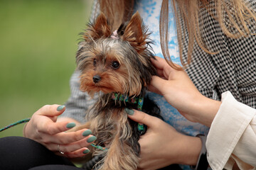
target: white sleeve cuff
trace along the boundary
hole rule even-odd
[[[256,115],[255,109],[237,101],[230,91],[222,94],[221,101],[222,103],[211,124],[206,140],[207,159],[213,169],[223,169],[225,166],[225,168],[233,166],[233,164],[228,164],[234,163],[229,160],[231,154]],[[255,130],[249,132],[252,132],[251,137],[255,138],[252,142],[256,140]],[[255,143],[252,143],[250,147],[251,149],[252,148],[256,149]]]

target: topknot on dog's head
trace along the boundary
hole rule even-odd
[[[111,38],[115,31],[112,24],[108,21],[103,13],[97,17],[93,23],[88,26],[88,28],[83,34],[85,42],[97,41],[101,38]],[[129,42],[132,47],[139,53],[142,53],[146,48],[149,42],[146,40],[150,33],[143,25],[142,18],[137,12],[129,22],[122,23],[117,29],[119,39]]]

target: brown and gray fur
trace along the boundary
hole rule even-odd
[[[77,52],[77,68],[81,72],[80,89],[99,100],[88,110],[87,123],[97,137],[96,143],[107,149],[94,149],[93,155],[103,156],[97,169],[137,169],[142,135],[137,123],[129,119],[124,108],[137,109],[137,104],[114,101],[112,93],[130,98],[144,97],[142,111],[159,115],[159,110],[146,95],[151,76],[156,74],[149,33],[139,13],[117,30],[118,39],[111,38],[114,28],[103,13],[88,26]],[[100,93],[100,91],[101,91]]]

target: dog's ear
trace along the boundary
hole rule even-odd
[[[85,41],[95,40],[100,38],[108,38],[111,35],[110,24],[106,16],[101,13],[96,18],[94,23],[88,25],[83,38]]]
[[[146,40],[149,34],[143,26],[142,19],[137,11],[135,13],[125,27],[122,38],[128,41],[134,49],[140,53],[146,48]]]

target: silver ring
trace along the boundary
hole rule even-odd
[[[64,154],[65,153],[62,151],[60,150],[60,144],[58,144],[57,146],[57,149],[58,151],[61,154]]]

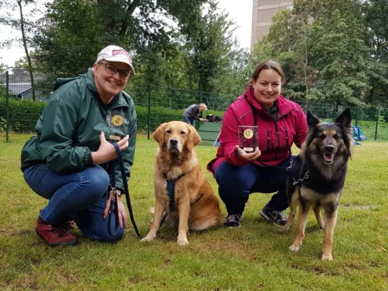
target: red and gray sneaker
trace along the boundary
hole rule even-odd
[[[40,216],[35,231],[50,246],[74,245],[78,243],[78,239],[67,232],[67,222],[62,223],[51,223],[45,221]]]

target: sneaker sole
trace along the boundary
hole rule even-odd
[[[227,228],[237,228],[237,227],[241,227],[241,225],[240,225],[239,226],[226,226],[224,224],[224,226],[225,226]]]
[[[54,243],[49,243],[47,242],[47,241],[45,239],[45,238],[42,236],[38,232],[38,230],[35,228],[35,232],[36,233],[36,234],[38,235],[41,239],[43,240],[45,242],[46,242],[48,245],[52,247],[55,247],[55,246],[59,246],[60,245],[76,245],[78,244],[79,241],[78,241],[78,239],[75,238],[72,241],[69,241],[69,242],[55,242]]]
[[[260,215],[261,215],[261,217],[263,217],[264,219],[265,219],[267,221],[269,222],[272,222],[273,224],[275,225],[275,226],[282,226],[283,225],[279,224],[278,223],[276,223],[275,221],[274,221],[269,216],[267,215],[264,212],[263,212],[262,210],[260,210]]]

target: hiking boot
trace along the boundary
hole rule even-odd
[[[284,226],[287,221],[287,216],[283,212],[277,210],[272,210],[266,204],[260,211],[260,215],[274,224]]]
[[[227,227],[240,227],[242,214],[228,214],[225,219],[224,225]]]
[[[78,239],[67,232],[67,222],[62,223],[51,223],[45,221],[40,216],[35,231],[36,234],[43,239],[50,246],[73,245],[78,243]]]

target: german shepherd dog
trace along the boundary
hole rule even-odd
[[[320,226],[325,230],[322,259],[333,259],[333,233],[354,143],[351,119],[349,108],[334,123],[328,124],[321,123],[307,111],[308,134],[287,180],[291,211],[283,226],[285,230],[290,229],[299,206],[296,237],[289,248],[293,252],[297,252],[302,245],[307,216],[312,208]],[[324,221],[321,217],[322,209],[324,210]]]

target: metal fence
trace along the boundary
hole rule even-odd
[[[44,76],[34,78],[32,94],[29,77],[25,74],[0,75],[0,141],[26,140],[34,134],[34,126],[53,89],[53,81]],[[242,88],[242,92],[243,90]],[[138,115],[139,138],[149,138],[162,123],[182,120],[185,109],[191,104],[206,103],[207,114],[222,116],[237,96],[197,91],[148,86],[126,90],[133,99]],[[33,100],[34,99],[34,100]],[[311,110],[324,121],[334,120],[349,106],[296,101],[305,111]],[[360,127],[369,140],[388,140],[388,111],[350,107],[354,125]]]

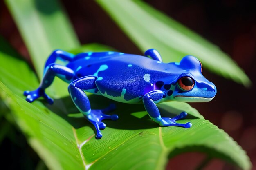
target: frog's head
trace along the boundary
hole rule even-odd
[[[206,102],[214,97],[216,87],[202,74],[202,65],[198,59],[186,56],[177,66],[182,71],[172,83],[175,84],[173,94],[174,100]]]

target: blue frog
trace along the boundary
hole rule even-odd
[[[55,62],[67,60],[65,66]],[[68,91],[79,110],[96,129],[96,138],[102,137],[104,119],[116,120],[116,115],[106,113],[112,105],[103,110],[91,109],[85,91],[101,95],[123,103],[143,104],[148,115],[161,126],[171,126],[189,128],[192,124],[181,124],[177,120],[186,117],[182,112],[171,118],[162,117],[156,104],[166,101],[205,102],[216,93],[213,84],[202,74],[202,65],[196,57],[184,57],[180,63],[164,63],[155,49],[145,56],[117,52],[83,53],[75,55],[61,50],[53,51],[46,61],[43,77],[37,89],[24,92],[26,100],[31,102],[40,97],[50,104],[53,100],[45,89],[57,76],[69,83]]]

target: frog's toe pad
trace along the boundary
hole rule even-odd
[[[96,137],[95,138],[96,139],[100,139],[101,137],[102,137],[102,134],[101,132],[97,132],[97,133],[96,134]]]
[[[117,115],[111,115],[111,120],[115,121],[118,119],[118,116]]]
[[[27,96],[26,100],[29,103],[31,103],[41,96],[42,96],[46,100],[49,104],[52,104],[53,103],[53,100],[45,94],[45,91],[43,89],[40,88],[33,91],[25,91],[23,95],[25,96]]]
[[[162,120],[159,123],[161,126],[175,126],[182,127],[184,128],[189,128],[192,126],[192,124],[190,122],[186,123],[185,124],[179,124],[176,122],[176,120],[180,120],[185,117],[188,114],[185,112],[182,112],[177,116],[175,116],[173,118],[169,117],[162,117]]]
[[[30,91],[24,91],[24,93],[23,93],[23,95],[24,95],[25,96],[27,96],[29,94],[29,92],[30,92]]]
[[[106,128],[106,124],[103,122],[101,122],[99,125],[99,127],[100,130],[103,130]]]
[[[189,128],[191,126],[192,126],[192,124],[190,122],[188,122],[184,125],[184,128]]]

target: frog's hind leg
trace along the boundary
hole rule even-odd
[[[74,57],[75,55],[74,54],[63,51],[63,50],[54,50],[52,53],[52,54],[51,54],[45,62],[44,73],[45,73],[45,71],[47,70],[47,68],[49,67],[50,64],[55,63],[57,59],[71,62],[74,60]]]
[[[104,119],[116,120],[118,118],[118,117],[116,115],[109,115],[105,114],[115,108],[113,105],[103,110],[91,109],[89,99],[83,90],[97,88],[95,84],[97,79],[97,77],[92,76],[80,78],[70,83],[68,89],[72,100],[76,107],[84,116],[95,126],[97,131],[96,138],[99,139],[102,137],[100,130],[105,129],[106,126],[102,121]]]
[[[45,90],[52,83],[55,76],[66,82],[70,83],[74,76],[74,71],[71,69],[57,64],[51,64],[47,68],[39,87],[33,91],[24,91],[27,96],[26,100],[31,102],[41,96],[43,97],[50,104],[53,100],[45,93]]]
[[[144,55],[146,57],[148,56],[150,56],[153,60],[158,61],[161,62],[163,62],[163,60],[162,60],[161,55],[155,49],[148,49],[145,52]]]

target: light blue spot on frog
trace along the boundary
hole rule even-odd
[[[149,74],[145,74],[144,75],[144,80],[148,82],[150,82],[150,75]]]
[[[93,75],[96,77],[98,76],[98,73],[99,71],[106,70],[108,68],[108,66],[106,64],[101,65],[101,66],[99,67],[99,68],[98,69],[96,73],[93,74]]]

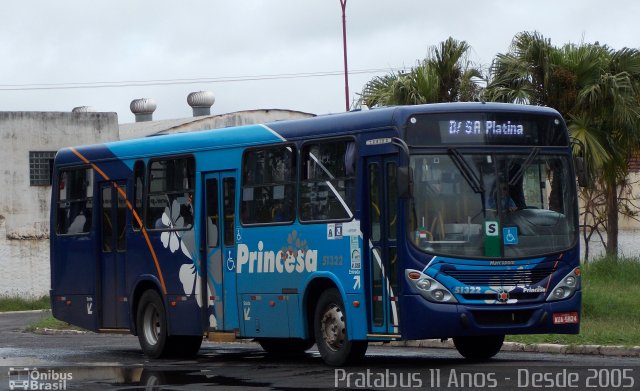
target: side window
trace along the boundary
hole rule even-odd
[[[142,228],[142,200],[144,190],[144,162],[138,160],[133,166],[133,210],[135,214],[131,219],[133,229],[139,230]]]
[[[291,223],[295,218],[293,146],[253,149],[242,161],[243,224]]]
[[[59,235],[89,232],[93,213],[93,170],[61,170],[59,175],[56,232]]]
[[[236,221],[236,178],[224,178],[222,180],[222,191],[224,194],[224,245],[233,246],[235,244]]]
[[[347,220],[355,206],[356,146],[352,140],[307,144],[302,150],[300,220]]]
[[[146,204],[148,229],[191,229],[195,160],[193,157],[154,160],[149,164]]]

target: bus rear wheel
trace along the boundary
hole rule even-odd
[[[142,352],[151,358],[166,355],[169,351],[167,314],[158,292],[155,290],[144,292],[138,303],[137,312],[136,328]]]
[[[477,337],[454,337],[453,344],[458,353],[469,360],[488,360],[498,354],[504,342],[504,335],[483,335]]]
[[[328,365],[344,365],[364,357],[367,341],[349,340],[347,316],[337,289],[327,289],[320,295],[313,325],[318,351]]]

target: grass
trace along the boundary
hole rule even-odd
[[[46,310],[51,308],[49,296],[25,299],[14,296],[0,296],[0,312]]]
[[[63,322],[54,318],[52,315],[46,316],[26,327],[25,331],[35,332],[42,329],[54,330],[82,330],[79,327],[72,326],[67,322]]]
[[[640,259],[604,258],[582,266],[580,334],[510,335],[507,341],[640,345]]]

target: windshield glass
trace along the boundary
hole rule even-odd
[[[460,257],[532,257],[576,239],[568,157],[539,153],[413,155],[408,232],[421,250]]]

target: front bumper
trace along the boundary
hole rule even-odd
[[[497,334],[577,334],[577,324],[553,324],[553,314],[580,314],[581,291],[571,298],[537,304],[436,304],[420,295],[400,298],[402,339]]]

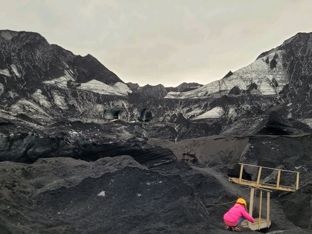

#####

§ **WHAT THE EXERCISE ASKS**
Copy out the items from the line with "target: frog's toe pad" to the line with "[[[117,115],[111,115],[111,120],[115,121],[118,119],[118,116]]]", both included, keeping every line and lowering each polygon coordinate in the answer outlines by 33.

§ **WORKED ANSWER**
target: frog's toe pad
trace along the boundary
hole rule even-odd
[[[63,104],[62,105],[63,106],[67,106],[68,104],[69,104],[69,101],[68,99],[64,99],[64,100],[63,101]]]
[[[84,82],[78,82],[78,87],[82,88],[85,86],[85,83]]]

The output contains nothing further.